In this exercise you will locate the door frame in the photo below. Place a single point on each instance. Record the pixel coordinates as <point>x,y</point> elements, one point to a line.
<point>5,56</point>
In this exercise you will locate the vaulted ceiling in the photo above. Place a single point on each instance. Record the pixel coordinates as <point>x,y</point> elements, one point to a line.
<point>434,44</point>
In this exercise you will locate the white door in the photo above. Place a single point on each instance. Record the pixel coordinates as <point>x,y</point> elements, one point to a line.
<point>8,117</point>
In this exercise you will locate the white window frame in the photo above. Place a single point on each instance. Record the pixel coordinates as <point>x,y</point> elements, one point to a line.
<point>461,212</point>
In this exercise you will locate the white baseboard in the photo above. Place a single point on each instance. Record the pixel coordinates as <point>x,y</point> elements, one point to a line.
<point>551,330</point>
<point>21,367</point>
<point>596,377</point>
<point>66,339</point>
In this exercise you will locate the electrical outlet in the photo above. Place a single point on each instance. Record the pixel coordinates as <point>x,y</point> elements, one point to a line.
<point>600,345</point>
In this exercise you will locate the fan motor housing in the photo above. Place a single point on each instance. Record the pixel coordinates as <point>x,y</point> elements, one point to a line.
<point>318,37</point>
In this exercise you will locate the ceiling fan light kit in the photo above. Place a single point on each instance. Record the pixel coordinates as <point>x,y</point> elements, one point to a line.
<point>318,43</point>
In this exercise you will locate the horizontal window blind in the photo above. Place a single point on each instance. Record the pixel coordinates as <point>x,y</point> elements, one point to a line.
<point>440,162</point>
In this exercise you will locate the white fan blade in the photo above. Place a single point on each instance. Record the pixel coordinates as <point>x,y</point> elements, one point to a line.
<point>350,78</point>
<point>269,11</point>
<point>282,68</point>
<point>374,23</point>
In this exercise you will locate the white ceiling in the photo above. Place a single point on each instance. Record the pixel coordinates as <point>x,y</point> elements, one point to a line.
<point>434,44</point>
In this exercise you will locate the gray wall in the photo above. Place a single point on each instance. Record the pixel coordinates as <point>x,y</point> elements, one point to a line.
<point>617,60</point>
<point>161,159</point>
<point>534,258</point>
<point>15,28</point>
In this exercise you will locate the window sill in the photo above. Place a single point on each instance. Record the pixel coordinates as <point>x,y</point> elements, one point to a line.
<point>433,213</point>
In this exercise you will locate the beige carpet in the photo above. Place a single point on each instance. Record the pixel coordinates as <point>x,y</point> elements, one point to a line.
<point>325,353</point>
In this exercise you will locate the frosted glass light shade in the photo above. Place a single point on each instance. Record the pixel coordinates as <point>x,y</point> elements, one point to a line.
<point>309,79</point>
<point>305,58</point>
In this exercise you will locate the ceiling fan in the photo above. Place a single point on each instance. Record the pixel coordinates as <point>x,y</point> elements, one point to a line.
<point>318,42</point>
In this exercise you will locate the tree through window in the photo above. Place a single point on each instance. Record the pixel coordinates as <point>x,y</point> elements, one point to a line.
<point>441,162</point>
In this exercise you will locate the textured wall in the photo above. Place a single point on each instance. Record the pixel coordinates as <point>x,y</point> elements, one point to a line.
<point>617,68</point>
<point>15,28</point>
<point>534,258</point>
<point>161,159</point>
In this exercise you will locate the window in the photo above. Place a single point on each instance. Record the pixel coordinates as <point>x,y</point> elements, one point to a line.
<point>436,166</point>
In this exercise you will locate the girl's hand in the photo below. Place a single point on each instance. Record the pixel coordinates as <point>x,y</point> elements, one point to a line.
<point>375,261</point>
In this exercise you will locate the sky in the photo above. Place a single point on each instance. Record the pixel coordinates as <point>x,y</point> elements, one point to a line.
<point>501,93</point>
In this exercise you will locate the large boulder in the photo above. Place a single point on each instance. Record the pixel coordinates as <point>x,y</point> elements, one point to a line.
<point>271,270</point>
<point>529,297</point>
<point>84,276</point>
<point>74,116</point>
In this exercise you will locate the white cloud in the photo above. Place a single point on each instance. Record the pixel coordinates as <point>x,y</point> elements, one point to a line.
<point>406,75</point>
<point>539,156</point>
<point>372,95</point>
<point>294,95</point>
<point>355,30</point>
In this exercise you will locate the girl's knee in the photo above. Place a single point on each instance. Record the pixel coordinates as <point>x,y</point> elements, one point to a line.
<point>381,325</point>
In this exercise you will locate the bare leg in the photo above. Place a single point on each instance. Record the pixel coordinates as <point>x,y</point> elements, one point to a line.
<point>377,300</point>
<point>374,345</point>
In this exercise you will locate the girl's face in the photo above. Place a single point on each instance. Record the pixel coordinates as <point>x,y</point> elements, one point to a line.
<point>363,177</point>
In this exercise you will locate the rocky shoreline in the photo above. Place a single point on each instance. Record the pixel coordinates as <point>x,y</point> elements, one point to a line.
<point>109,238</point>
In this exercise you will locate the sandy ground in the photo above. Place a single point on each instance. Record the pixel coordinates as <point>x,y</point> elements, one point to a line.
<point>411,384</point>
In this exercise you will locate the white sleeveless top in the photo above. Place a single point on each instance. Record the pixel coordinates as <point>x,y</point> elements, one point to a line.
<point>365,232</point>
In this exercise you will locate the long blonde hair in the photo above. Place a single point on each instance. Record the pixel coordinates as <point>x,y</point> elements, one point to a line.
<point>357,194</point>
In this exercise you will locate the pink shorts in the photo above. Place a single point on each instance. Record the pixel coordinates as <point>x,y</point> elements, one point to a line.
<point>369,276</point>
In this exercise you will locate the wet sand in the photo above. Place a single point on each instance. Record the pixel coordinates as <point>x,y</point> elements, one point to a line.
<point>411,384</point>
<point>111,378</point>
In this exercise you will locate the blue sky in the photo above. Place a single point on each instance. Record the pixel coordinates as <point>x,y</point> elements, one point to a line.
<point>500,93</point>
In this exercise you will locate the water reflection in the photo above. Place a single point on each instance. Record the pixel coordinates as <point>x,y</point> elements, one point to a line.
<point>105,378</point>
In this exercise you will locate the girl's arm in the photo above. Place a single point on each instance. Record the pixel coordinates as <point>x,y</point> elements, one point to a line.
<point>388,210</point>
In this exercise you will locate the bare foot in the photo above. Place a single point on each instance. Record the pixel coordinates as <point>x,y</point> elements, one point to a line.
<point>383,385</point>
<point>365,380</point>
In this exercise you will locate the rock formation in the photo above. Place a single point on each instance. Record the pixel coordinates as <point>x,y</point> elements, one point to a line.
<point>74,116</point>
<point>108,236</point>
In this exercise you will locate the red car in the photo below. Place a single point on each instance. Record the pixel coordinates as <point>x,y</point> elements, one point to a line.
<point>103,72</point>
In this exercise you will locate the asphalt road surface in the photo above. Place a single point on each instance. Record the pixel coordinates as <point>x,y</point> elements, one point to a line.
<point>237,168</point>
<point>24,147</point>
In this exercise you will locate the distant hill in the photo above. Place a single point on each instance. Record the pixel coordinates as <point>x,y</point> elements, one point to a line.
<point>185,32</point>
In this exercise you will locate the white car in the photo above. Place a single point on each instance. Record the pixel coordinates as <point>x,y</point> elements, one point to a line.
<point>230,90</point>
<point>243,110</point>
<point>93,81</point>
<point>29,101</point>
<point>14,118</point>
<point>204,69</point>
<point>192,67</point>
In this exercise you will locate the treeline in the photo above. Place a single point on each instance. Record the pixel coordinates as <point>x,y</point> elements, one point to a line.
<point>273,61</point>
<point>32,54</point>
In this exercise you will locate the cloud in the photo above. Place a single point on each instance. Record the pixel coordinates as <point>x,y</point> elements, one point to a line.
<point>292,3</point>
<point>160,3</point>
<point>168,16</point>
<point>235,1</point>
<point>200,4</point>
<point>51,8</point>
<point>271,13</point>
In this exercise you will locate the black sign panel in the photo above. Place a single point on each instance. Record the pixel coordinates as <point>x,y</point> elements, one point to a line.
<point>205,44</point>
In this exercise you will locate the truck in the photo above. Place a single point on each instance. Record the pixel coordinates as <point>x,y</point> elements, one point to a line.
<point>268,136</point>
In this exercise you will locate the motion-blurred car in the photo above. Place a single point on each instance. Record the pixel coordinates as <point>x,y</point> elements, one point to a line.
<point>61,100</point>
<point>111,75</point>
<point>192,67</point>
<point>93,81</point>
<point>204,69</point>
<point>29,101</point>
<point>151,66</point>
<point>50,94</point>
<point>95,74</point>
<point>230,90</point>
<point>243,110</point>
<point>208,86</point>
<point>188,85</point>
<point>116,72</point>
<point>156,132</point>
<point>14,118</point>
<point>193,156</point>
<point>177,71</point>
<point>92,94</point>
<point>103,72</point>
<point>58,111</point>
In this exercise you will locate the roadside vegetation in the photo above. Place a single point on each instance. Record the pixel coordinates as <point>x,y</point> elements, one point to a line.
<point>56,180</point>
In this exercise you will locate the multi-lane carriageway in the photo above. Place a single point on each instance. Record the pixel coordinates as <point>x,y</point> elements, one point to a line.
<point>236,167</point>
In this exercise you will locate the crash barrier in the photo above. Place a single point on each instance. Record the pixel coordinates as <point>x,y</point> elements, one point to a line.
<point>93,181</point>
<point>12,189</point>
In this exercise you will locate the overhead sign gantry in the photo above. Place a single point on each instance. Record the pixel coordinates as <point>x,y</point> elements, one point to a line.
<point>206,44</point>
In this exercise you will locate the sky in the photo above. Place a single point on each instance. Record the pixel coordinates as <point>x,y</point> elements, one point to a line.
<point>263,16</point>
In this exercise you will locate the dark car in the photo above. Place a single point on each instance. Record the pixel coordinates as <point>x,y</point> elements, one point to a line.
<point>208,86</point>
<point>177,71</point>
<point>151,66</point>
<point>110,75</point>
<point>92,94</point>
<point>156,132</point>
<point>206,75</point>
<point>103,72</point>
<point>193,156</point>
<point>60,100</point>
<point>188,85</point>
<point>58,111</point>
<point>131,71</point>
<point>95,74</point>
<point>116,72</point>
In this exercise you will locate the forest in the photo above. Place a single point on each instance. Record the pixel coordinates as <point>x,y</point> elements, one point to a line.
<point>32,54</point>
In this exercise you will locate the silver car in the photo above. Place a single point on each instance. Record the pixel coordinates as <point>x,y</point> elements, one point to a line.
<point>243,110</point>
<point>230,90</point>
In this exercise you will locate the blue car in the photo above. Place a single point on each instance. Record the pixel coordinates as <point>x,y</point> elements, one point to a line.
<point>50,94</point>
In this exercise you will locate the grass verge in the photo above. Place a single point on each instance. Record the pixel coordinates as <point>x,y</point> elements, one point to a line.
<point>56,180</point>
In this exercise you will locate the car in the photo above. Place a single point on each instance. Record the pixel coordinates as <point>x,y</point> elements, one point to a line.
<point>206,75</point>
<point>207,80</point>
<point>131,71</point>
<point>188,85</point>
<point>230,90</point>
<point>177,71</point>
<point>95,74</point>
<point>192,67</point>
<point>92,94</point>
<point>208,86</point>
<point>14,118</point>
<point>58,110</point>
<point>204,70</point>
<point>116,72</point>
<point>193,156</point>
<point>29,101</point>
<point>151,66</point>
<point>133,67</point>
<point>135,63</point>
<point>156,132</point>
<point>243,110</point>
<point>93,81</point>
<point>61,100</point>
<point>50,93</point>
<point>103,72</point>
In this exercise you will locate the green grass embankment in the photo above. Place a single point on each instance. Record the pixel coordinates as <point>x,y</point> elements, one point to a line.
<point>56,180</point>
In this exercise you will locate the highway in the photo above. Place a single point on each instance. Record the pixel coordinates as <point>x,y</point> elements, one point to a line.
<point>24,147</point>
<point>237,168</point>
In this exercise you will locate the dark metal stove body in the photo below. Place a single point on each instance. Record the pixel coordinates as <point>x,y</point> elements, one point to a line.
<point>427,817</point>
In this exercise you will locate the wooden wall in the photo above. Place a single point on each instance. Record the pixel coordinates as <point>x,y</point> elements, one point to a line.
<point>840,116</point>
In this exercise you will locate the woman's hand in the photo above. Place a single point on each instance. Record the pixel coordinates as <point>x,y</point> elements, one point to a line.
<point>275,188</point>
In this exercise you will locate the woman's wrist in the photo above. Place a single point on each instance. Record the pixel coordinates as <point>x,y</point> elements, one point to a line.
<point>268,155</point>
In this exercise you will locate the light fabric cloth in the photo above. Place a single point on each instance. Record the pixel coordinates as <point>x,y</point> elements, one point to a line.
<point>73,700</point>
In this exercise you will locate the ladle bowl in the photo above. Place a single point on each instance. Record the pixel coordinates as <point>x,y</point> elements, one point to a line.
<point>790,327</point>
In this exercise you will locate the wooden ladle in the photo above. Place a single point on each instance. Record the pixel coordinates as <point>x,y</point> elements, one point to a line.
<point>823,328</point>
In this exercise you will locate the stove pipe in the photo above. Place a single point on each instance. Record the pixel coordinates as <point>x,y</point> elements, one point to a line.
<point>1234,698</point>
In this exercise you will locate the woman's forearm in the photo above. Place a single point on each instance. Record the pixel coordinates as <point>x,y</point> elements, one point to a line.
• • • • • • •
What are the lines from the one with "In this exercise you will locate the dark metal" through the last line of the records above? Quote them exactly and add nothing.

In this exercise you will locate the dark metal stove body in the photo below. Place a single point on each instance. Record the pixel coordinates as <point>x,y</point> elements, one point to a line.
<point>427,817</point>
In this exercise you will locate the wooden wall in the photo above. Place a single point on each instance. Record the pixel coordinates as <point>x,y</point> elements, one point to a line.
<point>840,116</point>
In this exercise you will locate the woman's hand in the photo above. Place a single point on each instance. Record the pixel coordinates as <point>x,y</point> elements, one point to a line.
<point>275,188</point>
In this exercise you will locate the woman's wrist in the photo above. Place a single point on each instance. Record the pixel coordinates as <point>x,y</point> elements, one point to a line.
<point>268,155</point>
In this exercise you will locate the light fabric cloth in the photo above. Place a single point on each instance. Record the pixel coordinates as <point>x,y</point> elements, one point to a line.
<point>73,700</point>
In this exercise you will locate the ladle bowl in the photo above. Place a single point on each instance. Record the pixel coordinates as <point>x,y</point> elements, one point to a line.
<point>790,327</point>
In this exercise you will locate the wooden ladle in the photo above. Place a single point on each instance. Record the pixel coordinates as <point>x,y</point> elements, one point to a line.
<point>823,328</point>
In this exercise you will locate the stove pipe in the photo above. Place a single point on each instance. Record the pixel coordinates as <point>x,y</point> elements, one point to a line.
<point>1234,698</point>
In this exercise you will locate the woman's forearm in the photo above. Place a single point on each instance. Record the pixel coordinates as <point>x,y</point> elements, one point to a line.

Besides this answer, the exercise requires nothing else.